**Document passage:**

Renewable energy developers are cautiously optimistic about the announcements made by the South African government that Bid Window 5 (BW 5) of the Renewable Energy Independent Power Producer Procurement Programme (REIPPPP) is going ahead, but the documents specifying requirements are still not available, says energy, mining, public and private consultancy Economic Development Solutions (EDS) MD Janine Espin.
The Department of Mineral Resources and Energy last week said it would hold a virtual bidders conference in April to share the relevant information and qualifying criteria with those interested in participating in BW 5.
The announcements and alignment of renewable energy project regulations with the procurement regulations of the Department of Trade, Industry and Competition and broad-based black economic empowerment rules are positive and indicate that there is greater alignment among departments and more clarity on rules, she points out.

[Referring expression data]
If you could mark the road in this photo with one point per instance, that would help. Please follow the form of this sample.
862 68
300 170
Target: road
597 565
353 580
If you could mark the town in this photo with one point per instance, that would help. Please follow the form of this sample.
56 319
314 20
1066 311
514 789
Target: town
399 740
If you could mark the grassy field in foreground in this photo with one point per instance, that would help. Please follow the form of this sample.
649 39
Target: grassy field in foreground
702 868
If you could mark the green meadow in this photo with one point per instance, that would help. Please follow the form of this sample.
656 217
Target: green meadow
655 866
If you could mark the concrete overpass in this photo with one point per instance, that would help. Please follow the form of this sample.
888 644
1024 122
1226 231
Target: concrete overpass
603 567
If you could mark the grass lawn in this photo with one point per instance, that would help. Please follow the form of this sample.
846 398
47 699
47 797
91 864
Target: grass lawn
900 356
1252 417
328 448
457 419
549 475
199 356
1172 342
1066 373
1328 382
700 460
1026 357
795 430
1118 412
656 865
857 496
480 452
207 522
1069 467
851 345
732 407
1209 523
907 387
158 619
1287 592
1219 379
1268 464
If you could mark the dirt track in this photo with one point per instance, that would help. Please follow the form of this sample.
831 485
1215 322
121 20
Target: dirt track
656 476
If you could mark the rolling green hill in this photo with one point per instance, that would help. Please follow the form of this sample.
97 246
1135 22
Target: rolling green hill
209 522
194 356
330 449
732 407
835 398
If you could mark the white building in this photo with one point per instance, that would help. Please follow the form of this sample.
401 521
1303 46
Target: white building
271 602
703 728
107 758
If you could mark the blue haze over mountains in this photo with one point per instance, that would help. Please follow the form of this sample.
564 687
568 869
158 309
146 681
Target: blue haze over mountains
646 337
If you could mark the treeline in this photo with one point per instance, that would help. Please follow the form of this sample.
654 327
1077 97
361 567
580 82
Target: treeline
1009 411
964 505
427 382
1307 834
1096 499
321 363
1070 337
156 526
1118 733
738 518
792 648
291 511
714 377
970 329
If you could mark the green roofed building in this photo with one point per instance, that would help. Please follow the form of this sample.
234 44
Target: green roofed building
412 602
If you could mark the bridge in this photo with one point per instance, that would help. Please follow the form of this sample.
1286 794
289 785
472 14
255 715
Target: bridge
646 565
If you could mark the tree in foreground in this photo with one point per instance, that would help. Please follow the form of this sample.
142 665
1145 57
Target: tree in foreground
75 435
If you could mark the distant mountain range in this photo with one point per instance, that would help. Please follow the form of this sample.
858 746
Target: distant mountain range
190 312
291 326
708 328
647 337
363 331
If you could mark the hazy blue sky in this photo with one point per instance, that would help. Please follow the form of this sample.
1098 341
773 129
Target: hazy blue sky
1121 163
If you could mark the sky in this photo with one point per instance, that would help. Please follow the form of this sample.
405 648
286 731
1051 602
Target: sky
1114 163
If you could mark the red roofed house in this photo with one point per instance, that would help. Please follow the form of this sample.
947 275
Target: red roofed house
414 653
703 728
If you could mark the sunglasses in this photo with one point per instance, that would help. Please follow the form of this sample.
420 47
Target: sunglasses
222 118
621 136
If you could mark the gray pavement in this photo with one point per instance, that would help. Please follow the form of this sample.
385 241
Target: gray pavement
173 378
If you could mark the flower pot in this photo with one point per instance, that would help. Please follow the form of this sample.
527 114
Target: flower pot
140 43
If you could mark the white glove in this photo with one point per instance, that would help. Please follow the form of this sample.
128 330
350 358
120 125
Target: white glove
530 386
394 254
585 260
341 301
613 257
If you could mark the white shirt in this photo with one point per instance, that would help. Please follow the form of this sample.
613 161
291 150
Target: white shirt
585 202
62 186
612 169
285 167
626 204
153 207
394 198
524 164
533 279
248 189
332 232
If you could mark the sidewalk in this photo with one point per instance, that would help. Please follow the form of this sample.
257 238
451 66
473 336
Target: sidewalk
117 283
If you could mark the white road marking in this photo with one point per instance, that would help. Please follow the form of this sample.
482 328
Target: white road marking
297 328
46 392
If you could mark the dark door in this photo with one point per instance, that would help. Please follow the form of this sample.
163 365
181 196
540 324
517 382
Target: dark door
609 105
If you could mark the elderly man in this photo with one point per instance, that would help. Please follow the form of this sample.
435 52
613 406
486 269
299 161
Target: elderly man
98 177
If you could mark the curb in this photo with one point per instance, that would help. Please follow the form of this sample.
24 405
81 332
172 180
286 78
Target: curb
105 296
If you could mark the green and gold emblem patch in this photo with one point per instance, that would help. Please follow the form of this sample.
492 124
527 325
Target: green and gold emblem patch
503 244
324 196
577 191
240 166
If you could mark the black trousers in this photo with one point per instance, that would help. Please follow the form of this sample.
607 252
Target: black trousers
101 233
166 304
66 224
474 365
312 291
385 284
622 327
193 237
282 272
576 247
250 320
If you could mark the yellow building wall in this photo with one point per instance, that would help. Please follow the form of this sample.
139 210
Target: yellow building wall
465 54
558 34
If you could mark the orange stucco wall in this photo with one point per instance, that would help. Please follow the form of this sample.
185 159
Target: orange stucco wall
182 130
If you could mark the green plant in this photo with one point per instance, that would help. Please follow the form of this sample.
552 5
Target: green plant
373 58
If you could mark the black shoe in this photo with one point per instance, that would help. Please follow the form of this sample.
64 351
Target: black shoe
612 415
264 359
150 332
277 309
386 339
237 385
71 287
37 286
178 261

---

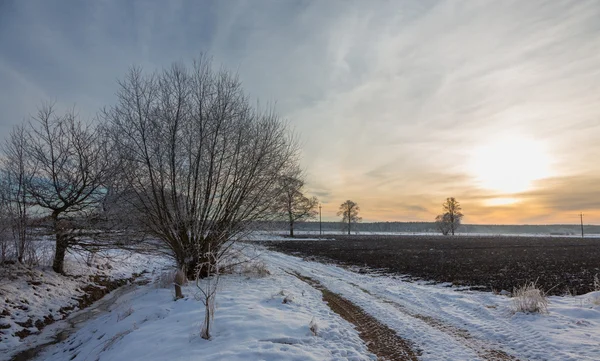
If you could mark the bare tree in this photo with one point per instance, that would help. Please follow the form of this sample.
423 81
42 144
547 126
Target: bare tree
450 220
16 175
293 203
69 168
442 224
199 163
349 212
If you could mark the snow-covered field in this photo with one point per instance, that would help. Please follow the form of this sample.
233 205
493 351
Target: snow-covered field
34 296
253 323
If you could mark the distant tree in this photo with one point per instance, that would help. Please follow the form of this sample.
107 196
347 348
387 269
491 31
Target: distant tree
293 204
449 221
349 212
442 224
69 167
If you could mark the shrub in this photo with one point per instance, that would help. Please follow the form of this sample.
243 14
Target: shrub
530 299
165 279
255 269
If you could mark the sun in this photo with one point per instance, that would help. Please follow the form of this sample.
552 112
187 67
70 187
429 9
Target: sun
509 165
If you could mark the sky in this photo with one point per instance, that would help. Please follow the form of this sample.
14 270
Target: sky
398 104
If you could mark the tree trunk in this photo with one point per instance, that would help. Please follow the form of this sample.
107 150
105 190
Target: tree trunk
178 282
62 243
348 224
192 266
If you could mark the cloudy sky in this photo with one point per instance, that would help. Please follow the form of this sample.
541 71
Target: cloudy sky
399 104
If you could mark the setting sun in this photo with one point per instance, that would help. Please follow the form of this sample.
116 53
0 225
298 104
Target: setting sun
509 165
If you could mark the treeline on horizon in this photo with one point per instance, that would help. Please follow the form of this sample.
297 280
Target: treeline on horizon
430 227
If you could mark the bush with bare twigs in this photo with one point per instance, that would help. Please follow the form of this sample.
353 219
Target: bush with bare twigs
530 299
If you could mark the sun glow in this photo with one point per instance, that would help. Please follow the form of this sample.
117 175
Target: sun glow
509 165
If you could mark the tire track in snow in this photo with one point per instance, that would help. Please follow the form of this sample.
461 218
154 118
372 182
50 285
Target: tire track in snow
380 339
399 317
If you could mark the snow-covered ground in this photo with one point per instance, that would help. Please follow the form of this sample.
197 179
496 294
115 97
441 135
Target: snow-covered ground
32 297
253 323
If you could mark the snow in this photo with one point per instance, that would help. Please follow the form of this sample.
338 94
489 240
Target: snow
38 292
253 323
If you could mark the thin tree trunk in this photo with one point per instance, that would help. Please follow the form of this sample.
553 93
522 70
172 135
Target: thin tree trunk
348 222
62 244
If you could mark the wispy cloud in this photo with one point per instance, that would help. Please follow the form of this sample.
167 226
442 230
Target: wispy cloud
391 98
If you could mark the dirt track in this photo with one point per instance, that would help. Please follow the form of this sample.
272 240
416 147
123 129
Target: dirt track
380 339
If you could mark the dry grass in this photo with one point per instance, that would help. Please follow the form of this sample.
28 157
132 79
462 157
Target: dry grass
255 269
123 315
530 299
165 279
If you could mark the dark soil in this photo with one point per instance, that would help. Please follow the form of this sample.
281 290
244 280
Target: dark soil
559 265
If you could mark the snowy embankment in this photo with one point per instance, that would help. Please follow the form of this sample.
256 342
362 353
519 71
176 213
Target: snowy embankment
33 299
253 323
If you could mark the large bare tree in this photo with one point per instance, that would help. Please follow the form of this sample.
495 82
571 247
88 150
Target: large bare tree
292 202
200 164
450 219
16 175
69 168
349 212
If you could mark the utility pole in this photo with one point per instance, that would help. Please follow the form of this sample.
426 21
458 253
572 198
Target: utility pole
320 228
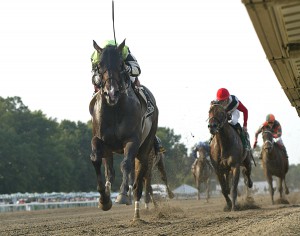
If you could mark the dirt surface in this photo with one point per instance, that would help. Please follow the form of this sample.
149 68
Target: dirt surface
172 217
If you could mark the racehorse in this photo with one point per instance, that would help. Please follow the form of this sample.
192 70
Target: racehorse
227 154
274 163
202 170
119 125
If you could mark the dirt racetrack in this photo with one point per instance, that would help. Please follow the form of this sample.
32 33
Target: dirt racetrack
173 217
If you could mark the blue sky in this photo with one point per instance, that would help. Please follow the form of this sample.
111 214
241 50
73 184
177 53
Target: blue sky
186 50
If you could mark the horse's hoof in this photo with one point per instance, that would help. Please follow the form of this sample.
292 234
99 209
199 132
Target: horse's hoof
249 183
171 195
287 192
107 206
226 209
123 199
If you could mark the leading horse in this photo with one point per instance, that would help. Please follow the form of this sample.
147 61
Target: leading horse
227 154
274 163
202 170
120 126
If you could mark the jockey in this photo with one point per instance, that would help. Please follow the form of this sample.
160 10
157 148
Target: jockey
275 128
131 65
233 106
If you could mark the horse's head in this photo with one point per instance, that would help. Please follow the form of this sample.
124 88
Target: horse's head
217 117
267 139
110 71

* * *

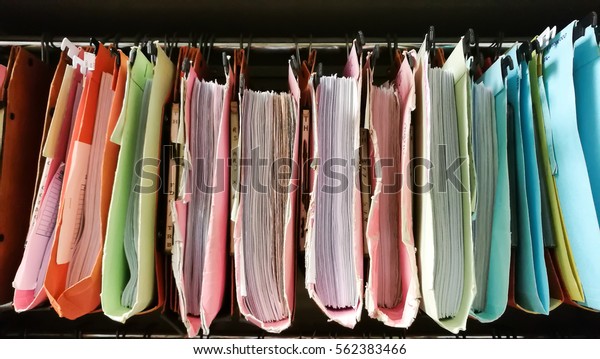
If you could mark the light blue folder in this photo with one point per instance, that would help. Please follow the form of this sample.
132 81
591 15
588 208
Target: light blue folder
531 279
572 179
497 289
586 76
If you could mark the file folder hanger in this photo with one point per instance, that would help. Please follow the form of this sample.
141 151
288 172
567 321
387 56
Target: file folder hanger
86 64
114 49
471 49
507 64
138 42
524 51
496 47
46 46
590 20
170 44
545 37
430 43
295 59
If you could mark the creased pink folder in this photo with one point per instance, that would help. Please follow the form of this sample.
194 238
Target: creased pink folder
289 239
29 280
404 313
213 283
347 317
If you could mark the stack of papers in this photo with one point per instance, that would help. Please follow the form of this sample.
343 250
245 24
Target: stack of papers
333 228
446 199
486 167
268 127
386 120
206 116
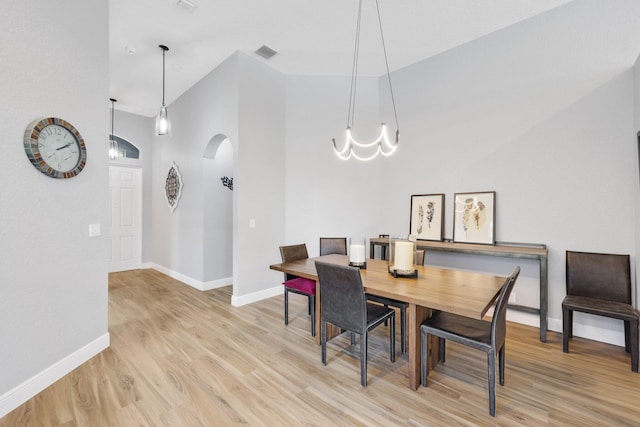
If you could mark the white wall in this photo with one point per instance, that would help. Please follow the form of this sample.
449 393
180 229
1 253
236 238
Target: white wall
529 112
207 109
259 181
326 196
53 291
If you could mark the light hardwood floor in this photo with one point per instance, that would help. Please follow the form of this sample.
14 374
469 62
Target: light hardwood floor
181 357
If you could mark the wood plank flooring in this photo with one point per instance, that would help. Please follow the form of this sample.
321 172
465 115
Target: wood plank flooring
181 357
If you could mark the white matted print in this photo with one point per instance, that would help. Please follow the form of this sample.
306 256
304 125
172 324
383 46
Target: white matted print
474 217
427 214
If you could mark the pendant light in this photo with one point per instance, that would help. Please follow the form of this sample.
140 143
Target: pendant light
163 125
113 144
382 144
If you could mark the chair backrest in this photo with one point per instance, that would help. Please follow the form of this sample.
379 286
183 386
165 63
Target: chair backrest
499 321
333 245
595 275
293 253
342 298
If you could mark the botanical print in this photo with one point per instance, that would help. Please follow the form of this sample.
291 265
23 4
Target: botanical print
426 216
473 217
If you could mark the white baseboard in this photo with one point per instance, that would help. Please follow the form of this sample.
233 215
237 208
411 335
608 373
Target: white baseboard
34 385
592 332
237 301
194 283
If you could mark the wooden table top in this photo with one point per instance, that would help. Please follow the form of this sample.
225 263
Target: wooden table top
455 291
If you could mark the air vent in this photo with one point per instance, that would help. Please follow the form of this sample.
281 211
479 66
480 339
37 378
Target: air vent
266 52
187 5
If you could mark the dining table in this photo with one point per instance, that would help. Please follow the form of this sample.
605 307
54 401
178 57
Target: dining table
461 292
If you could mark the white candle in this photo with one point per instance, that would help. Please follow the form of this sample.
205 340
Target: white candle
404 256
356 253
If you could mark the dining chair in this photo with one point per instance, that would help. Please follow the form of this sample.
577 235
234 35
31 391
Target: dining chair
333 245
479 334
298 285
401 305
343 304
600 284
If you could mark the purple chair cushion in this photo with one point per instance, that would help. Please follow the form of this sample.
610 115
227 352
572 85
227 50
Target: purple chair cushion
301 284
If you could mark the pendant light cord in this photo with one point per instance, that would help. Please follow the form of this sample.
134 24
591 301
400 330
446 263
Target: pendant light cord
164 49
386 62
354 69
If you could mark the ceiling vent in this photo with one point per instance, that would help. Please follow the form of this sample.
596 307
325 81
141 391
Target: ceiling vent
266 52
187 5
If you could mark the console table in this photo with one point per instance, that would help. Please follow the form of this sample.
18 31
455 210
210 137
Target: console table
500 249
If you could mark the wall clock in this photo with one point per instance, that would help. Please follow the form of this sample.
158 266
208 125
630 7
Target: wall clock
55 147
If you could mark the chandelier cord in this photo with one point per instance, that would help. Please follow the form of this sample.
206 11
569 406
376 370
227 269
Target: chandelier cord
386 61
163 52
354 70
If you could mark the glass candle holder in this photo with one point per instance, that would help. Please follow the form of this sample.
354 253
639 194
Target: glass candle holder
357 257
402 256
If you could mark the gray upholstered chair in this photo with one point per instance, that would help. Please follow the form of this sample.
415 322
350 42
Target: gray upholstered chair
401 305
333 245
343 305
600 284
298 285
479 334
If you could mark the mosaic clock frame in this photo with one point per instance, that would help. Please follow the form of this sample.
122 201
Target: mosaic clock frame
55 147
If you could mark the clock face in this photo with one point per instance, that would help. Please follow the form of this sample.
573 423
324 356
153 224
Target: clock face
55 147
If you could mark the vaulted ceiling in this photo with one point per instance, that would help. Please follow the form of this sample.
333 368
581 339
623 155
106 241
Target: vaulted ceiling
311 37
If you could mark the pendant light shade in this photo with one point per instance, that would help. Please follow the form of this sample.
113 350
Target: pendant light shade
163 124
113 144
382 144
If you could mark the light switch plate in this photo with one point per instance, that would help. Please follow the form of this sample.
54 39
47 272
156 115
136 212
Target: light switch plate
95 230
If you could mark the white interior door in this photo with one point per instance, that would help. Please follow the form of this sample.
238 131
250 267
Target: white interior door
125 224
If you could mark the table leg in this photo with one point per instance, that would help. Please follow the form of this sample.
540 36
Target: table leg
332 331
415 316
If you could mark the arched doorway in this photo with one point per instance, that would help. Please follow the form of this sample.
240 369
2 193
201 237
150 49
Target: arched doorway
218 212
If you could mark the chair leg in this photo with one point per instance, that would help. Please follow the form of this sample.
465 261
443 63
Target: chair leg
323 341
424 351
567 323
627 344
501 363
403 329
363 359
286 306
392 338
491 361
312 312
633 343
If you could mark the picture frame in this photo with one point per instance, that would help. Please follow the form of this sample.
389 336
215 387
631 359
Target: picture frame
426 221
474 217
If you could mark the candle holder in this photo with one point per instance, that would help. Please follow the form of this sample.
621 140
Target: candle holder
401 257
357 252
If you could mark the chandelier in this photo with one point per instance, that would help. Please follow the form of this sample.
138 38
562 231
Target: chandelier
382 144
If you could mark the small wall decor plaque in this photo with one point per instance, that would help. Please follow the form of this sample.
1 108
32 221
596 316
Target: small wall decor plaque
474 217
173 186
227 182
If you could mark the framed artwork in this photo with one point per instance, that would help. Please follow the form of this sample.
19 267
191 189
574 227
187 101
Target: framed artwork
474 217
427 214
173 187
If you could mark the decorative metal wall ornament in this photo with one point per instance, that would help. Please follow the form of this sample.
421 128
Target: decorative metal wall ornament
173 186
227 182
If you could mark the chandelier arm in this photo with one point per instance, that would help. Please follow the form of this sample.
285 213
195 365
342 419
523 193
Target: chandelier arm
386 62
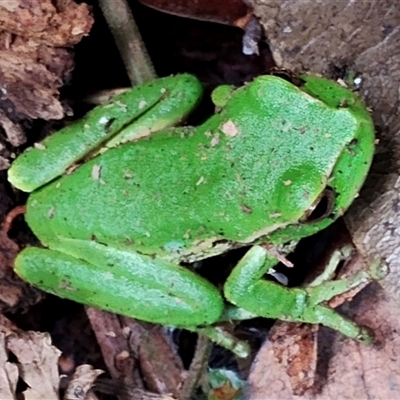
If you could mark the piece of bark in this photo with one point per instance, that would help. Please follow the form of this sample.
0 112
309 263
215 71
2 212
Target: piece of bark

**About this exercise:** In the renewable energy passage, when will the Department of Mineral Resources and Energy hold a virtual bidders conference for BW 5? These lines have no connection to the renewable energy passage.

**Response area:** In April.